*Texte présenté*:
++++++

Pour les ménages de cette catégorie, la mise en commun des ressources et de l’espace de vie est notamment tributaire du contexte démographique et socioéconomique, et les moyens mis en œuvre pour s’adapter et progresser sont des indicateurs pertinents pour mieux comprendre les relations familiales et la résilience de la famille.

De plus en plus d’aînés vivent avec leurs petits-enfants

Les relations intergénérationnelles sont en hausse au Canada. En effet, compte tenu du vieillissement de la population et de l’augmentation de l’espérance de vie, les générations se côtoient désormais un peu plus longtemps, ce qui favorise la création et la consolidation des liens. Selon Statistique Canada, les personnes de 65 ans ou plus représentent maintenant 16,9 % de la population totale; pour la première fois dans l’histoire canadienne, ils sont plus nombreux que le groupe des moins de 15 ans. L’espérance de vie atteint un sommet inégalé : à l’âge de 65 ans, les femmes peuvent espérer vivre encore 21,9 années (soit jusqu’à 87 ans) et les hommes encore 19,0 années (soit jusqu’à 84 ans).

La mobilité accrue de même que les progrès réalisés dans les domaines des soins à domicile, du transport public et des technologies d’assistance contribuent désormais à multiplier les possibilités pour les aînés en ce qui concerne le choix du lieu de résidence et du mode de vie. Par conséquent, ils sont de plus en plus nombreux à vivre sous le même toit que leurs enfants et leurs petits-enfants.

++++++

*Consignes*:
**a.** Résumez en deux phrases le texte présenté sur les aînés qui vivent avec leurs petits-enfants.
**b.** Retranscrivez fidèlement le passage du texte présenté qui va de « Pour les ménages » jusqu’à « de la famille. » inclusivement.
**c.** Traduisez en anglais la phrase suivante du texte présenté : « La mobilité accrue de même que les progrès réalisés dans les domaines des soins à domicile, du transport public et des technologies d’assistance contribuent désormais à multiplier les possibilités pour les aînés en ce qui concerne le choix du lieu de résidence et du mode de vie. »

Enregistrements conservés
++++++

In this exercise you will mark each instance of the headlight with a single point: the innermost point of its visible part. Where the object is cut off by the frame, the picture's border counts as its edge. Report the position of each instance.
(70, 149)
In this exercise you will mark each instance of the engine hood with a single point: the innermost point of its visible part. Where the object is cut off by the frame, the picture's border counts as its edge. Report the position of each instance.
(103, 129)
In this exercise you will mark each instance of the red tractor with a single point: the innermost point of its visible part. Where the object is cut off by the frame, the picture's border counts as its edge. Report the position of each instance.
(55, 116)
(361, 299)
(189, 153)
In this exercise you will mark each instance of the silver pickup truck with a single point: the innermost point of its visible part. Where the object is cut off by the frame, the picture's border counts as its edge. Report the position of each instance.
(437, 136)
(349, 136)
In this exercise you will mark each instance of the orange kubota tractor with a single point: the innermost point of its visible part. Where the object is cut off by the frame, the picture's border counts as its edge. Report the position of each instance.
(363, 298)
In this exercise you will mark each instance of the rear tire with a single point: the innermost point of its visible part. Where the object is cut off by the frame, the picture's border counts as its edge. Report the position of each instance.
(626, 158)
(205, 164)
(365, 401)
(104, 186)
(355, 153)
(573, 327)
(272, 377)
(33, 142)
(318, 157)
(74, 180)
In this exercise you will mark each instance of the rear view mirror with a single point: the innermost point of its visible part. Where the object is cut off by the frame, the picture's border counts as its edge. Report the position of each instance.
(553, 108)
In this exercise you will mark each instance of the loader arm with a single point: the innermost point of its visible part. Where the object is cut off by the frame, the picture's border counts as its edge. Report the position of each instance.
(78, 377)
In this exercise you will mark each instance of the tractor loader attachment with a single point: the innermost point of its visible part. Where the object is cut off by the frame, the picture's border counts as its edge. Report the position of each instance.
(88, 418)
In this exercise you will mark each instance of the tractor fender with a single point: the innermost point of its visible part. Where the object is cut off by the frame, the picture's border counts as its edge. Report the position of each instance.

++++++

*Réponses attendues*:
**a.** Au Canada, les relations intergénérationnelles sont en hausse, car le vieillissement de la population et l’augmentation de l’espérance de vie permettent aux générations de se côtoyer plus longtemps. La mobilité accrue et les progrès des soins à domicile, du transport public et des technologies d’assistance élargissent les choix des aînés en matière de résidence et de mode de vie, si bien qu’ils sont de plus en plus nombreux à vivre avec leurs enfants et leurs petits-enfants.

**b.**
Pour les ménages de cette catégorie, la mise en commun des ressources et de l’espace de vie est notamment tributaire du contexte démographique et socioéconomique, et les moyens mis en œuvre pour s’adapter et progresser sont des indicateurs pertinents pour mieux comprendre les relations familiales et la résilience de la famille.

**c.** Increased mobility, along with advances in home care, public transit and assistive technologies, now helps expand the options available to seniors in choosing where to live and how to live.